Work to complete - Set down every entry once more, character for character.

---------------

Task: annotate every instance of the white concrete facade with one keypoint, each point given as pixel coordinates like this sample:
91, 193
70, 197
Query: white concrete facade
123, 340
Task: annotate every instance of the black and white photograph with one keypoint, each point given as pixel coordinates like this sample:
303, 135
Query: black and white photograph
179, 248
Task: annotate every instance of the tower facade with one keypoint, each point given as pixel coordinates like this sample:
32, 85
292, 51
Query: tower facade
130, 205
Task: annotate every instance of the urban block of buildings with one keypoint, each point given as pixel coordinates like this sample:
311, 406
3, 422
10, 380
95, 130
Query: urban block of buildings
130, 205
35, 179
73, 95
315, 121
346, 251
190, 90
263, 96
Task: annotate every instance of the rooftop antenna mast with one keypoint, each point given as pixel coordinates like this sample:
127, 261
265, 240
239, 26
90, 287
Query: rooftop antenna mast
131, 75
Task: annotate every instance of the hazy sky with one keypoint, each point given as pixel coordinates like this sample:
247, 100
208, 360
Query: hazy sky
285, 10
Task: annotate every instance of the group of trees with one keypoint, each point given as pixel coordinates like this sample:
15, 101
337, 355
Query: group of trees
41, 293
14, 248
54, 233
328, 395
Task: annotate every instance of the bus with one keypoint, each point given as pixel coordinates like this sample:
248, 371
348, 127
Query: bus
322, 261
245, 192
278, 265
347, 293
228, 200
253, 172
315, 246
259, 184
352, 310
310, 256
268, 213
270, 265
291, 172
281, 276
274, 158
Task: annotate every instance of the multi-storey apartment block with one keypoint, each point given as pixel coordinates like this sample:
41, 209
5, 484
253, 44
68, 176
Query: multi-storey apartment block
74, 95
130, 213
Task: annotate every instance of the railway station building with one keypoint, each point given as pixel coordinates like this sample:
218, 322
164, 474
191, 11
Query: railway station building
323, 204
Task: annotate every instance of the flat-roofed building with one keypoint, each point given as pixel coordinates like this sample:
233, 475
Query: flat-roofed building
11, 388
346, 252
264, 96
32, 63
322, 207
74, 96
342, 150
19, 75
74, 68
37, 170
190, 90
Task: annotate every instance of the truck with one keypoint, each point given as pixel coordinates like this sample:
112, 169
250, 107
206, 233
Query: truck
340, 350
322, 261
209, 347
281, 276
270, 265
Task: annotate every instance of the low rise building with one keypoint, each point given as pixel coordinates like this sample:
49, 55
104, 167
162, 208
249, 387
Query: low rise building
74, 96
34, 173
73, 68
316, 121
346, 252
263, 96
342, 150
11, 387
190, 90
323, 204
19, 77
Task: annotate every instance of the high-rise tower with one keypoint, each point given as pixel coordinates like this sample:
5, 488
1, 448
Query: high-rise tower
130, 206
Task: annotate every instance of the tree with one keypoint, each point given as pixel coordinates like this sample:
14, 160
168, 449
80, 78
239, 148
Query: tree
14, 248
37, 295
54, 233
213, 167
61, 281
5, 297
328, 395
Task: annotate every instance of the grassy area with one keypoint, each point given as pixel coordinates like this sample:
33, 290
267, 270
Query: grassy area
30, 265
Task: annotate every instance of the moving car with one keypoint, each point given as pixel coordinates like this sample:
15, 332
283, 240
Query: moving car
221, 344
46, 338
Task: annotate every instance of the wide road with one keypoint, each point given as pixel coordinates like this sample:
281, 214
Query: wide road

---------------

Exercise result -
Task: annotate every instance of the white concrete facade with one keypoint, each point given as pixel coordinates like this sample:
91, 193
70, 197
Query: white concrete facade
123, 340
Task: annotate every instance of the black and white photograph with one keypoint, each point given as pixel coordinates like this sample:
303, 135
Query: black and white photograph
179, 248
Task: annotate every instance of the tower facade with one keypoint, each point given as pixel coordinates like this sample:
32, 85
292, 51
Query: tower facade
130, 205
Task: annotate every instance of the urban block of buildings with one keypoint, each point given as pixel coordinates like this sample:
311, 406
3, 422
10, 380
95, 130
Query: urban block of buildings
130, 205
35, 179
73, 95
315, 121
346, 251
190, 90
263, 96
Task: annotate every instance of the rooftop antenna mast with one keypoint, each point given as pixel coordinates like this sample:
127, 261
265, 240
239, 26
90, 287
Query: rooftop antenna mast
131, 75
Task: annotate every instance of the hazy sky with one keypoint, each point given as pixel coordinates like this sample:
247, 100
208, 360
Query: hazy sky
285, 10
Task: annotate every instance of the group of trees with one keypoint, each point given as pixel coordinates like this sample:
15, 101
337, 355
Query: group of trees
41, 293
14, 248
54, 233
328, 395
Task: annotate every instance of the bus with one keypoint, each point given as pixel coordinates like this sample:
248, 371
348, 127
Query: bus
322, 261
245, 192
278, 265
347, 293
228, 200
253, 172
315, 246
259, 184
352, 310
310, 256
268, 213
270, 265
291, 172
281, 276
274, 158
Task: annotate every instance of the multi-storey apartment block with one keypoint, each point given as pixel coordinates like this sample:
41, 209
5, 484
253, 44
68, 176
Query: multi-storey apartment block
74, 95
130, 213
Task: annotate every instance of the railway station building with one keypoint, each point given as pixel coordinates like this sample:
218, 322
164, 474
191, 11
Query: railway station building
323, 204
Task: annotate every instance of the flat-roofed building with one keypoint, each point given as pixel coordinates like this sample:
233, 475
Query: flat-roofed building
11, 388
346, 252
264, 96
32, 63
322, 207
74, 96
342, 150
19, 75
74, 68
37, 170
190, 90
Task: annotate every instance of the truck with one keypoint, each point given as pixel coordinates like this sample:
112, 169
250, 107
206, 233
Query: truck
340, 350
322, 261
209, 347
281, 276
270, 265
Task: annotate every instance of the low rise building with one keypoint, each point given as pixel coordinates like this sample:
49, 55
104, 167
162, 208
249, 387
Query: low rise building
74, 96
34, 173
73, 68
316, 121
346, 252
263, 96
342, 150
11, 387
190, 90
323, 204
19, 77
Task: annotate every instance of the high-rise tower with one keypoint, each point given as pixel coordinates like this sample:
5, 488
1, 448
Query: high-rise tower
130, 206
Task: annotate every instance of the tree with one keypoint, each point given as pixel coordinates like this sample:
14, 160
168, 449
80, 78
239, 148
Query: tree
14, 248
37, 295
54, 233
213, 167
61, 281
5, 297
328, 395
Task: annotate every instance of the grassy area with one keypoint, each point given as pixel coordinates like this sample:
33, 290
267, 270
Query: grassy area
30, 265
Task: annotate every instance of the moving car with one keypoint, each point given as pixel coordinates like this sample:
15, 332
283, 240
Query: moving car
221, 344
46, 338
Task: annotate every instance of the wide road with one keypoint, each point given as pixel coordinates like this sample:
281, 214
Query: wide road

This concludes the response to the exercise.